▸ Tarea asignada 1:
Resume en dos oraciones el texto sobre el Festival de Cine de Lima.

▸ Texto dado:
25° Festival Internacional de Cine de Lima: Conflictos internos, colonialismo y la memoria de los pueblos
A fines de agosto se celebró la 25° edición del Festival de Cine de Lima, este informe se enfoca en trabajos documentales latinomericanos, la mayoría de ellos parte de su competencia documental: A última floresta, Secretos de Putumayo (Brasil), Cantos que inundan el río (Colombia), Objetos rebeldes (Costa Rica), El silencio del topo (Guatemala), Esperaré hasta oír mi nombre, No hay regreso a casa (Perú).
Estrenado en la 25° edición del Festival de Cine de Lima, el documental del director peruano Héctor Gálvez Esperaré aquí hasta oír mi nombre sigue el recorrido de la obra teatral itinerante “La hija de Marcial”, que aborda la desaparición de personas durante el período de violencia política en el Perú en los ochenta, por la sierra y sus localidades rurales donde los familiares siguen sin encontrar a sus seres queridos.
El dolor que persiste tras años de búsqueda del paradero de personas detenidas desaparecidas; historias similares a la de la obra, donde una niña nunca más volvió a ver a su padre y todavía lo espera; la sensación de algunos escolares que creen que debajo de su escuela aún hay restos de ejecutados políticos, son variadas reacciones que genera el teatro en el público de los pueblos donde se presenta. Algunos se atreven a hablar del pasado, otros prefieren no removerlo y otros tantos dejan de comentar sobre lo que pasó apenas se aproximan las cámaras que intentan registrarlos.
Un camino por la verdad y la justicia en relación a las violaciones a los derechos humanos cometidas tanto por el Ejército como por el grupo terrorista Sendero Luminoso que el director ya había emprendido con su documental Lucanamarca (2008), que fue una de las primeras comunidades andinas que sufrió las consecuencias de la guerra interna, con 69 campesinos asesinados por el terrorismo y donde ser sindicado como "terruco" podía significar la muerte, la desaparición o la violencia sexual contra las mujeres.

▸ Tarea asignada 2:
Extrae sin cambios las líneas de los registros desde la que contiene "of the headlight." hasta el final de los registros, ambas incluidas.

▸ Datos mostrados:
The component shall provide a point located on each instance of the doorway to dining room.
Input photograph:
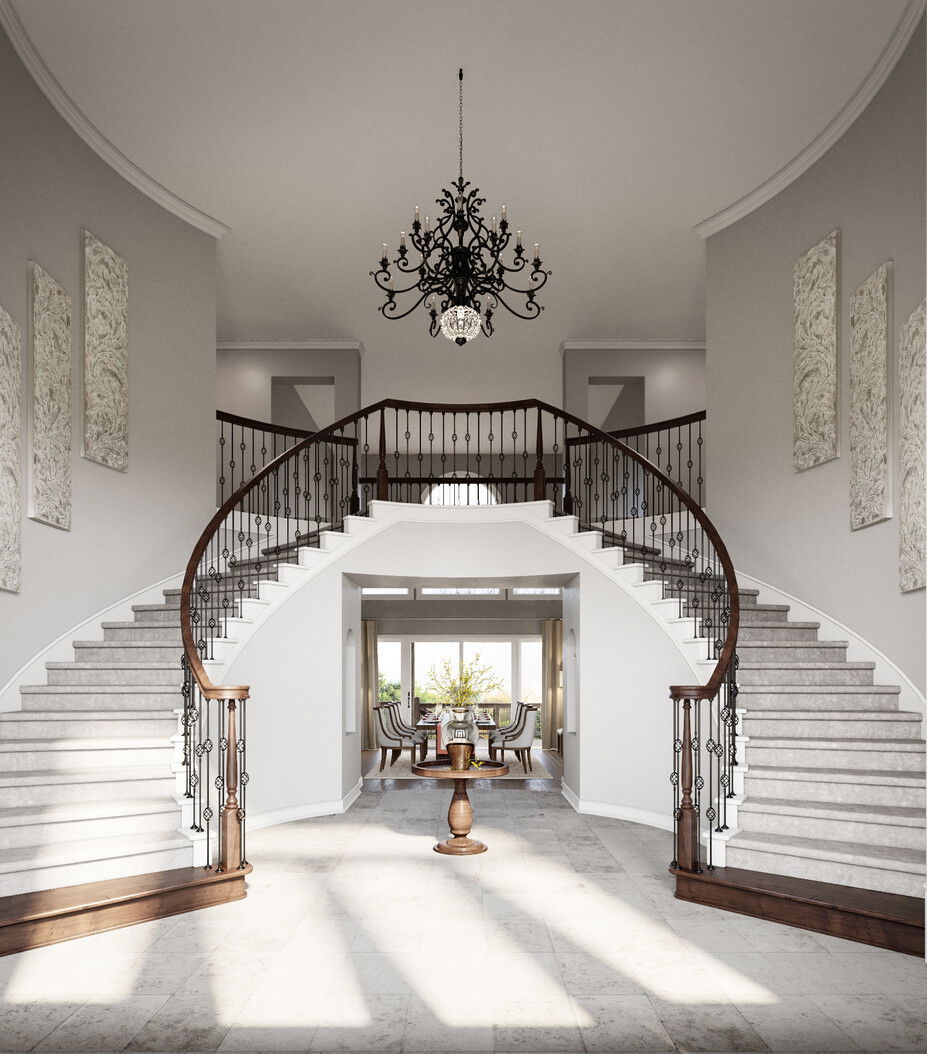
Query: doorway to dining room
(508, 635)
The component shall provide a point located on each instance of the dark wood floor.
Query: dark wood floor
(552, 761)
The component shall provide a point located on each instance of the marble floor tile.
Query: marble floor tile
(795, 1023)
(378, 1026)
(708, 1027)
(572, 940)
(102, 1027)
(620, 1022)
(24, 1025)
(874, 1021)
(537, 1027)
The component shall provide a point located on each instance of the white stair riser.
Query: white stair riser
(253, 608)
(124, 651)
(854, 794)
(748, 633)
(760, 616)
(824, 676)
(839, 727)
(825, 871)
(94, 871)
(271, 590)
(61, 760)
(117, 702)
(874, 833)
(835, 757)
(70, 831)
(78, 728)
(847, 702)
(77, 675)
(165, 631)
(780, 651)
(293, 574)
(154, 615)
(54, 794)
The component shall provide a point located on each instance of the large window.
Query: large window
(460, 493)
(514, 661)
(390, 669)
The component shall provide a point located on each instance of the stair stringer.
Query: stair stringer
(237, 662)
(538, 515)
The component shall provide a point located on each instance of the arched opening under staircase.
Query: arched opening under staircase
(615, 507)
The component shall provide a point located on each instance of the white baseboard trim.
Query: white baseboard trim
(274, 816)
(645, 816)
(860, 649)
(572, 798)
(352, 795)
(61, 649)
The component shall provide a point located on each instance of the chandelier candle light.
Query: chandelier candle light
(460, 276)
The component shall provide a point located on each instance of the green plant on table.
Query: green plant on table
(462, 683)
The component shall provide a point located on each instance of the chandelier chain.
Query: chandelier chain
(460, 115)
(456, 267)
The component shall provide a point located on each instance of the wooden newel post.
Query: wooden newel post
(568, 494)
(230, 821)
(687, 834)
(354, 506)
(539, 475)
(382, 473)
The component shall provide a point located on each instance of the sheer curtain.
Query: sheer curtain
(551, 686)
(370, 682)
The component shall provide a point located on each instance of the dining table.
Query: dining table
(431, 723)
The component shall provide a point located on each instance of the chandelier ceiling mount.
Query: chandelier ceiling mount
(459, 274)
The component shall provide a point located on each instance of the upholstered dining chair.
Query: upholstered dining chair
(395, 717)
(517, 737)
(391, 738)
(514, 715)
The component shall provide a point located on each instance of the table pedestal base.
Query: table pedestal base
(460, 846)
(460, 820)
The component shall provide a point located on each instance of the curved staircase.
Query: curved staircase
(802, 772)
(87, 767)
(835, 773)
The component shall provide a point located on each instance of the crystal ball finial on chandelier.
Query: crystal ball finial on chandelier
(460, 274)
(460, 324)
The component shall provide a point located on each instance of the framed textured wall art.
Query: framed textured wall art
(912, 451)
(105, 354)
(50, 431)
(870, 399)
(814, 355)
(11, 446)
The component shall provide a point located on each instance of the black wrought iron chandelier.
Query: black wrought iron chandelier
(460, 276)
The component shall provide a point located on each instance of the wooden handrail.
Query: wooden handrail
(659, 426)
(708, 690)
(261, 426)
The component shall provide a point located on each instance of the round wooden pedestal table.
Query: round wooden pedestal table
(460, 813)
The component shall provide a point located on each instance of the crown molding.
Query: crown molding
(821, 143)
(290, 346)
(67, 109)
(631, 346)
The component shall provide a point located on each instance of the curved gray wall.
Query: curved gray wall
(792, 529)
(127, 529)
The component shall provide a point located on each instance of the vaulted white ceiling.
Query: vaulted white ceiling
(610, 128)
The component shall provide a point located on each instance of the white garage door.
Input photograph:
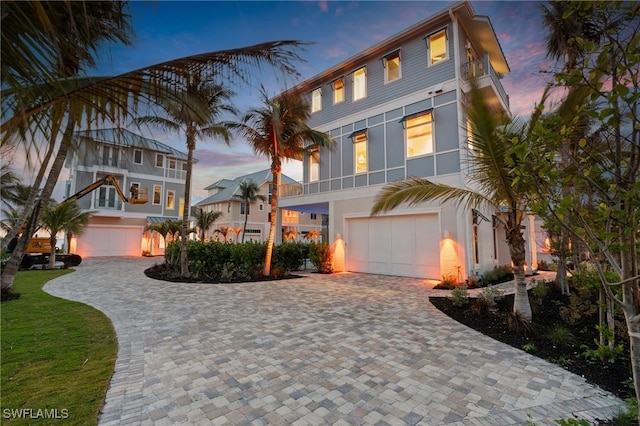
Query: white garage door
(110, 241)
(407, 246)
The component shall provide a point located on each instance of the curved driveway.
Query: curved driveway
(337, 349)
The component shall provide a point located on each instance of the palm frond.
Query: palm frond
(414, 191)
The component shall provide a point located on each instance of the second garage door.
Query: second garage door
(110, 241)
(395, 245)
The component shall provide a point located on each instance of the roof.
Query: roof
(124, 137)
(478, 25)
(230, 188)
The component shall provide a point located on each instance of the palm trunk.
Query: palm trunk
(516, 243)
(275, 171)
(184, 261)
(52, 254)
(13, 264)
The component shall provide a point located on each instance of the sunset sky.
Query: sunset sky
(338, 29)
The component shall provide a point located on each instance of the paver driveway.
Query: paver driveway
(340, 349)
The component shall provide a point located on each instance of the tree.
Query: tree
(563, 29)
(42, 97)
(249, 193)
(605, 167)
(197, 116)
(65, 216)
(204, 221)
(494, 183)
(278, 129)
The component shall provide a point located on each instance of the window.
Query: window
(137, 156)
(316, 100)
(392, 67)
(171, 197)
(438, 47)
(157, 194)
(360, 149)
(314, 166)
(419, 134)
(338, 90)
(359, 83)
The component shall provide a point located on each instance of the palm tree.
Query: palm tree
(249, 193)
(279, 130)
(196, 115)
(204, 221)
(65, 216)
(496, 185)
(563, 30)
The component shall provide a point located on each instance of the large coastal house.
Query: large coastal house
(396, 110)
(224, 196)
(114, 165)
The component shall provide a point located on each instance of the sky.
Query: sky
(167, 30)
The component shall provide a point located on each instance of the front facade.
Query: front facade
(396, 110)
(152, 170)
(224, 196)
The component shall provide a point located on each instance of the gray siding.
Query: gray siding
(416, 75)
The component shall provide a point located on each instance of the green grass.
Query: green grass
(56, 355)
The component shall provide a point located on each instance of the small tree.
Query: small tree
(66, 216)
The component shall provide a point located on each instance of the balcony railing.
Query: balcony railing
(481, 67)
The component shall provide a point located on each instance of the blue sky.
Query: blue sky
(338, 29)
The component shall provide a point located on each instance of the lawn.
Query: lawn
(57, 356)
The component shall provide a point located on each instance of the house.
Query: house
(395, 111)
(148, 174)
(224, 196)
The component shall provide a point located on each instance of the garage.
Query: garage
(110, 241)
(407, 245)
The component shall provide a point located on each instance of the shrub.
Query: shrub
(288, 257)
(459, 296)
(561, 336)
(320, 256)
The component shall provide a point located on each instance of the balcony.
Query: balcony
(482, 70)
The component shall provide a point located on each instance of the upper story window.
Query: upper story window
(137, 156)
(419, 133)
(392, 71)
(314, 166)
(359, 83)
(338, 90)
(360, 150)
(109, 155)
(438, 47)
(316, 100)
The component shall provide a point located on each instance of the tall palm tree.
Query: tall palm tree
(249, 193)
(204, 221)
(65, 216)
(279, 131)
(496, 185)
(197, 116)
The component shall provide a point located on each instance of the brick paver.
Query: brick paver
(343, 349)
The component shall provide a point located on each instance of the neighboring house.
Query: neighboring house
(395, 111)
(224, 196)
(155, 171)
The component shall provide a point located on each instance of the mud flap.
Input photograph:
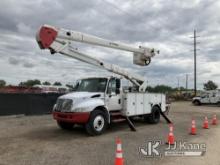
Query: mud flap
(130, 124)
(166, 118)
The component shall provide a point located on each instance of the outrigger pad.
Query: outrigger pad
(166, 118)
(130, 124)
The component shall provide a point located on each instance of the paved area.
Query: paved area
(36, 140)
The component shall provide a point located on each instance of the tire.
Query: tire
(97, 123)
(154, 117)
(196, 102)
(65, 125)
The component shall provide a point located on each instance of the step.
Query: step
(118, 120)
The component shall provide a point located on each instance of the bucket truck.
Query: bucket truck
(98, 101)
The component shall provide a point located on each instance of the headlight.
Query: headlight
(67, 105)
(80, 109)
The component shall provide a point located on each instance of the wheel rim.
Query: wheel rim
(98, 123)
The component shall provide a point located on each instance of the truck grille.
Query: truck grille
(63, 105)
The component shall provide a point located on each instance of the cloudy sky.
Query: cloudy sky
(166, 25)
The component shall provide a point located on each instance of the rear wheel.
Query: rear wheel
(65, 125)
(97, 123)
(154, 117)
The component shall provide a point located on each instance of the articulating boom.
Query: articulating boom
(58, 41)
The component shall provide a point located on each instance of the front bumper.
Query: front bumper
(72, 117)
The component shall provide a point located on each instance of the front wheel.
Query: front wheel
(97, 123)
(154, 117)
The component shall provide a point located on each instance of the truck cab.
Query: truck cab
(95, 94)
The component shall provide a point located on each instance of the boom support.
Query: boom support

▸ Respuesta 1:
En la 25.ª edición del Festival de Cine de Lima se estrenó el documental de Héctor Gálvez Esperaré aquí hasta oír mi nombre, que sigue por la sierra peruana la obra teatral itinerante "La hija de Marcial", centrada en las desapariciones de personas durante la violencia política de los ochenta. La obra despierta reacciones variadas en el público de los pueblos donde se presenta, y con este documental el director prosigue el camino por la verdad y la justicia que ya había emprendido con Lucanamarca (2008).

▸ Respuesta 2:
The component shall provide a point located on each instance of the headlight.
Query: headlight
(67, 105)
(80, 109)
The component shall provide a point located on each instance of the wheel rim.
Query: wheel rim
(98, 123)
The component shall provide a point located on each instance of the truck grille.
Query: truck grille
(63, 105)
The component shall provide a point located on each instance of the cloudy sky.
Query: cloudy sky
(166, 25)
The component shall provide a point located on each instance of the rear wheel.
Query: rear wheel
(65, 125)
(97, 123)
(154, 117)
The component shall provide a point located on each instance of the articulating boom.
Query: articulating boom
(58, 41)
The component shall provide a point located on each instance of the front bumper.
Query: front bumper
(72, 117)
The component shall provide a point located on each instance of the front wheel.
Query: front wheel
(97, 123)
(154, 117)
The component shall provide a point located on each instance of the truck cab.
Query: truck cab
(95, 94)
The component shall provide a point located on each instance of the boom support.
Query: boom support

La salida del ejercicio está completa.